- [What you will do]: Reproduce verbatim the line where "Study the photograph above. For every instance of the window" occurs, along with all following lines down to the last line of the data.

- [Records to process]:
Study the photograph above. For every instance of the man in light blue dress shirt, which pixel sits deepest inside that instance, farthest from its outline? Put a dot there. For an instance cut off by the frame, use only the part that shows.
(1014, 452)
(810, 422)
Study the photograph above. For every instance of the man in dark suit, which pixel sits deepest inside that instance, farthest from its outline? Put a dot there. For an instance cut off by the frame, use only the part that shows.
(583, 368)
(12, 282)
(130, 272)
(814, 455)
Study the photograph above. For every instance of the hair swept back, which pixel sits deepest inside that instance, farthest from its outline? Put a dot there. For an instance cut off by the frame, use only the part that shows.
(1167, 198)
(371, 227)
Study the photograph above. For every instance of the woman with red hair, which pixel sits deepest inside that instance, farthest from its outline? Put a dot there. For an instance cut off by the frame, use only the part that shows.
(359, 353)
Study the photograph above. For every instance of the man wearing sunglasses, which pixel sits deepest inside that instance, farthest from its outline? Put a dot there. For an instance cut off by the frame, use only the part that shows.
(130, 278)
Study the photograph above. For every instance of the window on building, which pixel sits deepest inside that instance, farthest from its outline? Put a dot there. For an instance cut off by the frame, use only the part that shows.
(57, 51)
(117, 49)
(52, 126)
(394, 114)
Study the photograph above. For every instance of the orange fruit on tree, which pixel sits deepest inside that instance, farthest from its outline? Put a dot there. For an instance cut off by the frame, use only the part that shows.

- [Task response]:
Study the photograph above. For every instance of the window on building, which pixel sits deepest inside that instance, farthest from its outline? Put a dot there. For an instance cut off by the frame, use only the part that shows.
(57, 51)
(117, 49)
(52, 126)
(394, 114)
Study the photograph above. For every instance of the orange fruit on tree, which pixel sits deepest inside that instance, farthest from its outline? Put a dot there. For an instance cut off by the frame, use only the part that shows.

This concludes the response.